### Problem to work on
Go through the entries below and retype them exactly, omitting each picture.

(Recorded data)
(begin)

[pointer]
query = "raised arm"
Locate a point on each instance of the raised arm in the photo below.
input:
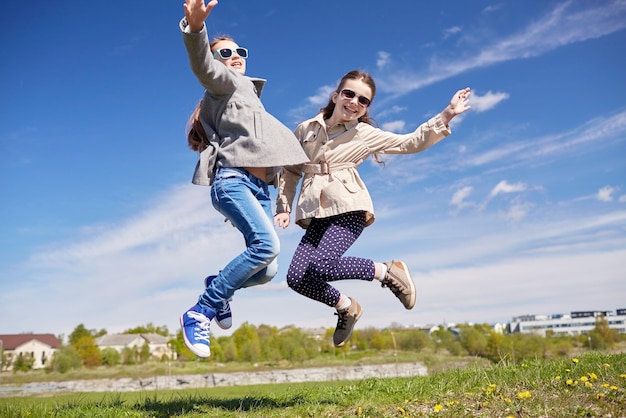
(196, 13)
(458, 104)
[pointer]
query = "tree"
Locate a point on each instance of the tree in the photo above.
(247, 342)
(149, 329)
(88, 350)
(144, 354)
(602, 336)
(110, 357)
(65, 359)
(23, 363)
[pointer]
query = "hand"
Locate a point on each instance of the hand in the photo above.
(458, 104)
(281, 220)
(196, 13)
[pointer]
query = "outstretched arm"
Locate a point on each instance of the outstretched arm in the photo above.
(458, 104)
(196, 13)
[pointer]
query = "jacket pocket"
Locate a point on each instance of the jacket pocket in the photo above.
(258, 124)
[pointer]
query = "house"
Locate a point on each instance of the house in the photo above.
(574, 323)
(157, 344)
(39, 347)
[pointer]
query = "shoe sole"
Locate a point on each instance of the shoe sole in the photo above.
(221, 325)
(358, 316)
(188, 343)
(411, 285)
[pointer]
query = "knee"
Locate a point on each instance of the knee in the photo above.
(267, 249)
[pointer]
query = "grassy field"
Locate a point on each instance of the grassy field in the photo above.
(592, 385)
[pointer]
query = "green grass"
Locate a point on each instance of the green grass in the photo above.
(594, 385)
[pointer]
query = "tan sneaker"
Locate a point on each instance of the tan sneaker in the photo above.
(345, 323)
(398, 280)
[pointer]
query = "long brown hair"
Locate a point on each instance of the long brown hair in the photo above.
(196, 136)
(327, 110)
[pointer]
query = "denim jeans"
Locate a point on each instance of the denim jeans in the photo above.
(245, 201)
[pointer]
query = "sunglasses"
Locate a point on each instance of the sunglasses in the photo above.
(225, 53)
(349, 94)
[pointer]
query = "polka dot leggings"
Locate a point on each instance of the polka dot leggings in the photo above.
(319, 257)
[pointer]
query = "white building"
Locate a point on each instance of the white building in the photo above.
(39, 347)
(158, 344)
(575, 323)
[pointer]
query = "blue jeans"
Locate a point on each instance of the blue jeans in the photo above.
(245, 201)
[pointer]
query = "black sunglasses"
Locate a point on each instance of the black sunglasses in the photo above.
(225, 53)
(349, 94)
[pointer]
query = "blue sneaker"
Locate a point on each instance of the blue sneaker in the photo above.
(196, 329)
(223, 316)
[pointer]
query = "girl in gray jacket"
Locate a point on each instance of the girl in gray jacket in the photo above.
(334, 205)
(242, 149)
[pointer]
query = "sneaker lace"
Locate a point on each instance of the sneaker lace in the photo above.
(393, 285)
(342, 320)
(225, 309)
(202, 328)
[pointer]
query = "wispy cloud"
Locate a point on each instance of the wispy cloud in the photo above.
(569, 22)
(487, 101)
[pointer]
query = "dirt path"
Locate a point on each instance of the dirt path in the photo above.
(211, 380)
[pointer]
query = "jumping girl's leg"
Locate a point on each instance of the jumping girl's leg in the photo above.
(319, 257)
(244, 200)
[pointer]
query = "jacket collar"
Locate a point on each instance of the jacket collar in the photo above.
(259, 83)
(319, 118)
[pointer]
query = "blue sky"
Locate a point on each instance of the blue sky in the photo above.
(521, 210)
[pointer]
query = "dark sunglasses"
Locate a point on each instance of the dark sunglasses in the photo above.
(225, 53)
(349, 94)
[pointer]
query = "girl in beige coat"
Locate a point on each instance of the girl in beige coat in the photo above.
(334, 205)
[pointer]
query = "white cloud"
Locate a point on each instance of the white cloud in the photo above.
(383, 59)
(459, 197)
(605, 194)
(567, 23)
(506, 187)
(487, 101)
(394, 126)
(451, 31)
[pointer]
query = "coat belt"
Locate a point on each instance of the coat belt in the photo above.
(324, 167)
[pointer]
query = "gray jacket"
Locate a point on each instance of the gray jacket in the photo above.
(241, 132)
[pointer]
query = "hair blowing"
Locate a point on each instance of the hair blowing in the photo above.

(end)

### Answer for this exercise
[pointer]
query = "raised arm"
Locate a point on each instance of the raised arm in the photo below.
input:
(196, 13)
(458, 104)
[pointer]
query = "tree"
Locate a point on each instance of the tree in the photo above.
(247, 342)
(149, 329)
(88, 350)
(144, 354)
(602, 336)
(110, 357)
(65, 359)
(23, 363)
[pointer]
query = "hand"
Locate a point on each instance of the hand in the photo above.
(458, 104)
(281, 220)
(196, 13)
[pointer]
query = "outstretched arm"
Locate a point on each instance of the outstretched arm in the photo above.
(458, 104)
(196, 13)
[pointer]
query = "jacket pocket"
Locate a point on each instance of the jacket pocket in the photo above.
(258, 124)
[pointer]
query = "house"
Locate a point on each instance of the house in the photo above.
(574, 323)
(157, 344)
(39, 347)
[pointer]
query = "shoe sole"
Locate a point on each instance of the shoe sole in the photo above.
(221, 325)
(358, 316)
(188, 343)
(411, 285)
[pointer]
query = "knee"
Locate a point on each instance of the knee in the photo above.
(267, 249)
[pointer]
query = "grassy field"
Locate a point on each instance of the grassy field in the photo above.
(592, 385)
[pointer]
query = "green grass"
Locate a point on each instance of the green grass in the photo above.
(594, 385)
[pointer]
query = "tan sneaker"
Locate a point on each instance of the tan sneaker in the photo above.
(345, 323)
(398, 280)
[pointer]
query = "long brown hair"
Locate a point on each instance of the long brown hair in the photo above.
(196, 136)
(327, 110)
[pointer]
query = "denim jeans"
Locate a point on each instance of the denim jeans in the photo above.
(245, 201)
[pointer]
query = "sunglasses"
Locate a point on each instance of the sunglasses in the photo above.
(225, 53)
(349, 94)
[pointer]
query = "polka dot leggings"
Locate a point on each instance of the polka dot leggings in the photo above.
(319, 257)
[pointer]
query = "white building"
Locate a point on each instance of the white building in the photo above.
(39, 347)
(158, 344)
(575, 323)
[pointer]
query = "blue jeans"
Locate a point on each instance of the blue jeans in the photo above.
(245, 201)
[pointer]
query = "black sunglasses"
Locate a point on each instance of the black sunglasses in the photo above.
(225, 53)
(349, 94)
[pointer]
query = "blue sneaker"
Locate a point on each instance of the blue sneaker in the photo above.
(196, 329)
(223, 316)
[pointer]
query = "girl in gray jacket"
Locate a point on each instance of the girl in gray jacket in the photo above.
(334, 205)
(242, 149)
[pointer]
query = "sneaker lace"
Locate a point on each instance of the sneaker lace in the photo above.
(393, 285)
(342, 320)
(225, 309)
(202, 328)
[pointer]
query = "wispy cloud"
Locate a point on each instance of the wispy cloud in the photo above.
(569, 22)
(487, 101)
[pointer]
query = "dirt path"
Locate a point on each instance of the dirt path in the photo above.
(211, 380)
[pointer]
query = "jumping girl's leg"
Locate a point on each instance of the jumping girl's leg in the photo above.
(319, 257)
(244, 200)
[pointer]
query = "jacket collar"
Locate a point on each instance of the jacket collar in the photo above.
(259, 83)
(319, 118)
[pointer]
query = "blue sky"
Locate a point on each instance of the blue sky in the photo above.
(521, 210)
[pointer]
query = "dark sunglasses"
Locate a point on each instance of the dark sunglasses in the photo above.
(225, 53)
(349, 94)
[pointer]
query = "girl in beige coat"
Locate a point on each instance of the girl in beige coat in the photo above.
(334, 205)
[pointer]
query = "white cloud"
Locate a point on each instance of the white cloud in the photo above.
(383, 59)
(459, 197)
(605, 194)
(567, 23)
(506, 187)
(487, 101)
(394, 126)
(451, 31)
[pointer]
query = "coat belt"
Locate a point on each instance of the coat belt in the photo above.
(324, 167)
[pointer]
query = "gray jacket"
Locate a point on each instance of the gray jacket in the photo above.
(241, 132)
[pointer]
query = "hair blowing"
Locate a point on each instance of the hair blowing in the photo above.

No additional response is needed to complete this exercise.